Directions ->
Reproduce exactly the lines below from the one containing "phrase -- gravel riverbank" through the one containing "phrase -- fish dorsal fin", including both, and nothing else.

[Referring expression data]
★ ★ ★

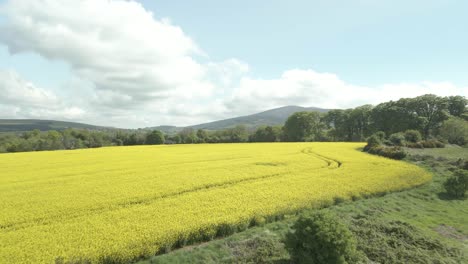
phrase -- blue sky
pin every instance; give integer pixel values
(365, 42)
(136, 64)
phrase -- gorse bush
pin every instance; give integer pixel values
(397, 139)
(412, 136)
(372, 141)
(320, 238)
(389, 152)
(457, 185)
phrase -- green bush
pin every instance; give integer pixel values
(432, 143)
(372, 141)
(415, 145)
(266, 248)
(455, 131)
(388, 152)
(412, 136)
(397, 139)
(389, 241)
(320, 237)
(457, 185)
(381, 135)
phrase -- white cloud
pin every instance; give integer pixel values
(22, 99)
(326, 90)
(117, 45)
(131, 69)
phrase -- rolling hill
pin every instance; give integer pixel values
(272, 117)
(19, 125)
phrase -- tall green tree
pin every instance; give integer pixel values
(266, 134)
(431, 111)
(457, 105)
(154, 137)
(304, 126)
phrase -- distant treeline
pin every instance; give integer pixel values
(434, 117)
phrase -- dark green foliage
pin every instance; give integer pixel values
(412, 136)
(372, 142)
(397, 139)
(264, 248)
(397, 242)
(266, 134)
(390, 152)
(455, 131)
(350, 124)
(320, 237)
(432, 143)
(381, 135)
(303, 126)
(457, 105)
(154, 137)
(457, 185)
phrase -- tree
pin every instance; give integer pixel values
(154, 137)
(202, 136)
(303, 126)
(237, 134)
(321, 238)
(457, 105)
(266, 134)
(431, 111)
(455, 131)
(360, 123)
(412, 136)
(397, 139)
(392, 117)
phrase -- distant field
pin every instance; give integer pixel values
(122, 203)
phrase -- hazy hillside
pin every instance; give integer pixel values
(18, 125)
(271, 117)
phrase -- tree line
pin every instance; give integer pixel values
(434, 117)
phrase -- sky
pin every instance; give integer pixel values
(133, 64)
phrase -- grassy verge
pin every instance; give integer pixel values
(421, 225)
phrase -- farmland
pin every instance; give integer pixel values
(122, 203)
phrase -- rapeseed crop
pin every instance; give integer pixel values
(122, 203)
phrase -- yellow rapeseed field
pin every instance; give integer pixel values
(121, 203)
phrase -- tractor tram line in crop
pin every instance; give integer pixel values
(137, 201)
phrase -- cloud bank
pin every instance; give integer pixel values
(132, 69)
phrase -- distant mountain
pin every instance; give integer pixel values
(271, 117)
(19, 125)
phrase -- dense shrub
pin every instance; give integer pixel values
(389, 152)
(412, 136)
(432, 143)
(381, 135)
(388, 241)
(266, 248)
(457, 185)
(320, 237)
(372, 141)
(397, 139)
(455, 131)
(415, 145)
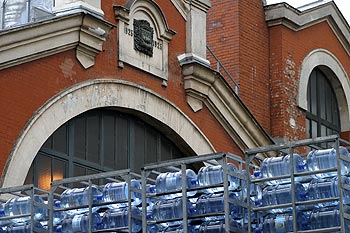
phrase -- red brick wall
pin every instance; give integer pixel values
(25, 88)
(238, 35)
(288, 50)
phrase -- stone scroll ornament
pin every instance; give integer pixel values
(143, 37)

★ ★ ★

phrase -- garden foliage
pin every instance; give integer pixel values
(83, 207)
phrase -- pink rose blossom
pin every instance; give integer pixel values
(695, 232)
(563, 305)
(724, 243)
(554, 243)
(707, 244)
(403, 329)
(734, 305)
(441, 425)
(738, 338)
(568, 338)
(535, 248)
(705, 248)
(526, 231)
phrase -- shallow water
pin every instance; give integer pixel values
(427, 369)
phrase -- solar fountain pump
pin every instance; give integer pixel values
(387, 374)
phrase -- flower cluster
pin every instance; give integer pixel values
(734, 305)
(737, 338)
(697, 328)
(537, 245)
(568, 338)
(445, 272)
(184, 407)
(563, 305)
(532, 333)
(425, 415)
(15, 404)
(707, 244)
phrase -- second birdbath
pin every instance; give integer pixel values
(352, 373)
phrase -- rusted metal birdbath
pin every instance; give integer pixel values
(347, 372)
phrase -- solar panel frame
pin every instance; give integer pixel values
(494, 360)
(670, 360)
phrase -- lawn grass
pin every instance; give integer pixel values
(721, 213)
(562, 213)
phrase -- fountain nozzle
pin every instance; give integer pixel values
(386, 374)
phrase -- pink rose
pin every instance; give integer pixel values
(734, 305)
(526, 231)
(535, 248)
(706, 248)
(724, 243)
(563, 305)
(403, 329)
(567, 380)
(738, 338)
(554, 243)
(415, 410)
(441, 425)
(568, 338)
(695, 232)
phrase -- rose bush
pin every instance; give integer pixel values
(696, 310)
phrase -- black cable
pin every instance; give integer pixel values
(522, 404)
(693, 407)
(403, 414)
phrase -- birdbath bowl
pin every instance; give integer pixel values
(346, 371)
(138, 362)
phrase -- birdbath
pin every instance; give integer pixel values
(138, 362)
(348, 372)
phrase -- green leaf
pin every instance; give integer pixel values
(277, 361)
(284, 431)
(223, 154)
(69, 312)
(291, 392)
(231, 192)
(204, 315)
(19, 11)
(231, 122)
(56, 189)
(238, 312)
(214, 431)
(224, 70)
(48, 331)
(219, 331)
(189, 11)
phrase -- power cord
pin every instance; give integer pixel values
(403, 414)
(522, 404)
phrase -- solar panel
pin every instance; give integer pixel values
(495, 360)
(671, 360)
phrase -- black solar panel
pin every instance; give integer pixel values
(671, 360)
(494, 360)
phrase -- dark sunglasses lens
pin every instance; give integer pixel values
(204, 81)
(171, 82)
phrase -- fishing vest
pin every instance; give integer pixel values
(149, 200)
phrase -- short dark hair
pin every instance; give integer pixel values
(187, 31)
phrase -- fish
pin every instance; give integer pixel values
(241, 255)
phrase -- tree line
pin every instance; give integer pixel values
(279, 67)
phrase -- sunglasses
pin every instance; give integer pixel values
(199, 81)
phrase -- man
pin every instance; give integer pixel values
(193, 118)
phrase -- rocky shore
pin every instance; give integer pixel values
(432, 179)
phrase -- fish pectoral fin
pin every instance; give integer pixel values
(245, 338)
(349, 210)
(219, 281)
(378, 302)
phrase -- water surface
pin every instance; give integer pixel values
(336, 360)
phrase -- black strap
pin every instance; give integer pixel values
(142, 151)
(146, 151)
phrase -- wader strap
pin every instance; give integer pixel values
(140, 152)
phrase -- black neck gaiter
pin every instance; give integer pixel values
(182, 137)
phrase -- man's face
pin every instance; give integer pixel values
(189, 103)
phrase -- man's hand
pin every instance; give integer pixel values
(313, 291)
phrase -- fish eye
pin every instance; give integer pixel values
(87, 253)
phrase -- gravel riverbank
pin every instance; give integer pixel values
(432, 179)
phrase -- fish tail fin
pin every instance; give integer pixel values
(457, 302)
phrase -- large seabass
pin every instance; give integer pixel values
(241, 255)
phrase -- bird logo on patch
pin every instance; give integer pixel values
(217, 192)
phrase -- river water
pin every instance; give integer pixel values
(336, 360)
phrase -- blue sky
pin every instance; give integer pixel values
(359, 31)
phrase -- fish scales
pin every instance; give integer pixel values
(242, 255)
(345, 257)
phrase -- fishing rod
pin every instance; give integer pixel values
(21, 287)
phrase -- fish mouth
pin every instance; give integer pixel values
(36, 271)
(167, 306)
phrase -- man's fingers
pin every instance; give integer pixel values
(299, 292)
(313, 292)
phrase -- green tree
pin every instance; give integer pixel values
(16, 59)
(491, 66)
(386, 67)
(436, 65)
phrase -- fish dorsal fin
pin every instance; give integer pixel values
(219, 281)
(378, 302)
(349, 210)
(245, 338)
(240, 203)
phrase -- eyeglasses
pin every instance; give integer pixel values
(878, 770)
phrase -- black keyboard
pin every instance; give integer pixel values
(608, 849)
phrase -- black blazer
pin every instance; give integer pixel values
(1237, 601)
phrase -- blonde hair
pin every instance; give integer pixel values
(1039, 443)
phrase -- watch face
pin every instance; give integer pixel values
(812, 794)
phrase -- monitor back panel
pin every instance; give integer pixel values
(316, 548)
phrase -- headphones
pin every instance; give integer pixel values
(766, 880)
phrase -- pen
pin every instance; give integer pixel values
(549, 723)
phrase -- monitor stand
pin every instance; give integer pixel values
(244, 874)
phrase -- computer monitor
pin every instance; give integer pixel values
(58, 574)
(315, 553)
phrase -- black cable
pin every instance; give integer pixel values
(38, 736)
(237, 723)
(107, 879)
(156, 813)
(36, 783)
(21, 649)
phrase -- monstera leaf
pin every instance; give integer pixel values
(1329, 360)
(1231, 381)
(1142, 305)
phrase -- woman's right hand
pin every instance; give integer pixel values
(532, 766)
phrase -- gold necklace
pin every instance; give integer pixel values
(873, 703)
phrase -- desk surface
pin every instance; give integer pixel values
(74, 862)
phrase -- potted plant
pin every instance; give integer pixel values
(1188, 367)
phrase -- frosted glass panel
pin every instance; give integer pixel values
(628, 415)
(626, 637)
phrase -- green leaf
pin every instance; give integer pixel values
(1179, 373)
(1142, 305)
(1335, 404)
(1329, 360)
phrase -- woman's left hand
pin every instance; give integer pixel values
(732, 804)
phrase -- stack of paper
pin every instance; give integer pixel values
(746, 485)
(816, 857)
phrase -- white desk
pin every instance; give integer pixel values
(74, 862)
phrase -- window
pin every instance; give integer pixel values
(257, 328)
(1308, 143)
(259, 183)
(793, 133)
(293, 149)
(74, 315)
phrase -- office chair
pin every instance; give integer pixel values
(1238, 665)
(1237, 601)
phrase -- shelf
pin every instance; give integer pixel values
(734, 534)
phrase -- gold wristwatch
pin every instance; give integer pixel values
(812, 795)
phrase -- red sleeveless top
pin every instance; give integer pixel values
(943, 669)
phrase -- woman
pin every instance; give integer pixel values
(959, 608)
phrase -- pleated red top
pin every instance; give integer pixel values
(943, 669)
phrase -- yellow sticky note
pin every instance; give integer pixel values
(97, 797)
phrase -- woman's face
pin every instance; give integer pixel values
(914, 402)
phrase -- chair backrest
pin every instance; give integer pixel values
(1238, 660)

★ ★ ★

Exercise result ->
phrase -- gravel riverbank
pin every instance; give integer pixel values
(432, 179)
phrase -- fish tail fin
pin every instance; give integer pixel values
(457, 302)
phrase -- large seabass
pin every instance; give integer pixel values
(241, 255)
phrase -- bird logo on patch
pin every instance; give integer pixel values
(217, 192)
phrase -- river water
pin every instance; give integer pixel values
(336, 360)
phrase -- blue sky
pin every instance; give integer pixel values
(359, 31)
phrase -- fish scales
pin every instance; give integer pixel values
(242, 255)
(345, 257)
phrase -- fishing rod
pin every instance; give integer pixel values
(21, 287)
phrase -- fish mouth
pin every instance; give integer pixel values
(36, 271)
(167, 306)
phrase -- man's fingers
pin every instance; give integer pixel values
(299, 292)
(313, 292)
phrase -- green tree
pin every instance; give integer pixel values
(16, 59)
(491, 66)
(386, 67)
(436, 65)
phrase -- fish dorsal fin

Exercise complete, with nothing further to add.